# Warp 9 motor cooling bands, blower etc.



## palmer_md (Jul 22, 2011)

http://www.evwest.com/catalog/product_info.php?products_id=231


----------



## dragonsgate (May 19, 2012)

PorscheFan5 said:


> Hi I have seen some old threads on this by EVDL, Corbin etc. Nothing new.
> 
> Has anyone done this recently? Have anything available that I can use?
> 
> Thanks.


 I used some abs plastic and pcv fittings and made a collar for the motor. I have a dual fan squirrel cage from a 12 volt car heater as a blower.


----------



## Baratong (Nov 29, 2012)

A bit of aluminum sheet, some basic hand tools, and voila a forced-air cowl for the Warp9...


----------



## PorscheFan5 (Mar 24, 2015)

Dragonsgate,

Thanks for your response. Can't see the contraption cleary in your photo. Quick questions:


What blower motor did you use?
I see you have something on the belt, maybe an alternator or it that the blower? What width and length belt is that? I need one to run my AC. My pulley is 6 grove and about 7/8" wide.
How much CFM do I need on the blower motor for the Warp 9?

Thanks.



dragonsgate said:


> I used some abs plastic and pcv fittings and made a collar for the motor. I have a dual fan squirrel cage from a 12 volt car heater as a blower.


----------



## PorscheFan5 (Mar 24, 2015)

Great collar, Baratong! Nice job!

Would love to see some more photos for the collar if you can share. Seems like you made a 3" (or 4") duct. What blower motor did you use? CFM - 150, 250?

I am assuming you welded the Aluminum pipe to the collar for the forced air inlet/duct...

Thanks.


----------



## Joey (Oct 12, 2007)

I didn't like the EVWest blower on my car. The noise sounded like a shop vac (industrial vacuum cleaner), and the cooling performance was not any better than just the stock internal fan in the motor. The three lines in the graph are for stock config, with the EVWest cooling system, and with just the cooling band, but no power to the blower. The route was exactly the same for each run, and average speed was about 50 MPH, with a few stops and red lights. The temperature is measured from the internal temp probe that came installed in the WarP9 motor, read with an arduino logging setup. You can see that the blower does cool better when the car is not moving, but the temperature goes higher while driving. I'm just going stock because the noise of the blower was driving me crazy, with no real benefit to my driving profile.


----------



## Baratong (Nov 29, 2012)

PorscheFan5 said:


> Great collar, Baratong! Nice job!
> 
> Would love to see some more photos for the collar if you can share. Seems like you made a 3" (or 4") duct. What blower motor did you use? CFM - 150, 250?
> 
> ...


Hey thanks! When I started acquiring parts for my build, this cowl was the first thing I made for it. It had been many years since I did any major mechanical work and I didn't have many tools at the time -- now, my wife says my garage looks like Harbor Freight exploded in it -- though I never seem to have the right tool when I need it.

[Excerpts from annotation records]
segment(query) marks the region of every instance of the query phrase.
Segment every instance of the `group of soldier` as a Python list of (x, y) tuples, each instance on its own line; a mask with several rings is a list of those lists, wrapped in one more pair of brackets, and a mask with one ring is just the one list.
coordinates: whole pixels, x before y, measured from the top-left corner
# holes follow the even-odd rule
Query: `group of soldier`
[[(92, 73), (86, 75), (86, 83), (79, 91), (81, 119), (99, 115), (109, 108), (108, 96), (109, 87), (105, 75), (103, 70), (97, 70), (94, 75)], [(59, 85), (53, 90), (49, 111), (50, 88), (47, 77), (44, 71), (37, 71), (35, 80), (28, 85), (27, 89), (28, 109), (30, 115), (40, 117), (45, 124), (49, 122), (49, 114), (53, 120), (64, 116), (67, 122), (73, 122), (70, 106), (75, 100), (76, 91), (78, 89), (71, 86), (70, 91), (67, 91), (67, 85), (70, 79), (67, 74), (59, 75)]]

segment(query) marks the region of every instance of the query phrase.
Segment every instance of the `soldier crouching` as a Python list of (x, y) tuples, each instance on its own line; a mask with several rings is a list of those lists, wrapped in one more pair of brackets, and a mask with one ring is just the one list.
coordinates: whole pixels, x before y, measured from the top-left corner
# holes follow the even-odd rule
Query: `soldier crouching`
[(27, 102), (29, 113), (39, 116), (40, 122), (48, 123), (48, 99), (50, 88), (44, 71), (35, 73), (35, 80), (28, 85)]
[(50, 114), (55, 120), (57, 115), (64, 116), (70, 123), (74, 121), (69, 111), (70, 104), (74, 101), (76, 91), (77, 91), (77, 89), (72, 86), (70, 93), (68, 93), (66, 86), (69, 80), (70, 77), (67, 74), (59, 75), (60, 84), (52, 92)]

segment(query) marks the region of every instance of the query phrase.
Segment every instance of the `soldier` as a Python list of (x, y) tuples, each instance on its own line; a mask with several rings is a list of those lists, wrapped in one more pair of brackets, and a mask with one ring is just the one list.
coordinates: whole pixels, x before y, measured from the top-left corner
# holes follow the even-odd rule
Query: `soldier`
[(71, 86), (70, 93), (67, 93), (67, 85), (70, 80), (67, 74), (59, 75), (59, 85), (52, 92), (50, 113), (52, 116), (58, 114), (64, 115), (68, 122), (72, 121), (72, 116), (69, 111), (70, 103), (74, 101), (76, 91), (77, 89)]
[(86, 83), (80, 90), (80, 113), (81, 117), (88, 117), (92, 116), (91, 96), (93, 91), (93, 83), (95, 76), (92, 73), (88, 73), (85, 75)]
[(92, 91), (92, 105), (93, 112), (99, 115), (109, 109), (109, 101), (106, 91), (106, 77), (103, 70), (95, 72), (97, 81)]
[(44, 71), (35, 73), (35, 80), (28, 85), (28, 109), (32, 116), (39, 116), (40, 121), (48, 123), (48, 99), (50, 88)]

■ **Task requirements**: Change "pulley" to "drive wheel" and write out the Warp 9 cooling thread between "Thanks for your" and "the Warp 9?", inclusive. The listing is separate from the Warp 9 cooling thread.

■ **Expected answer**:
Thanks for your response. Can't see the contraption cleary in your photo. Quick questions:


What blower motor did you use?
I see you have something on the belt, maybe an alternator or it that the blower? What width and length belt is that? I need one to run my AC. My drive wheel is 6 grove and about 7/8" wide.
How much CFM do I need on the blower motor for the Warp 9?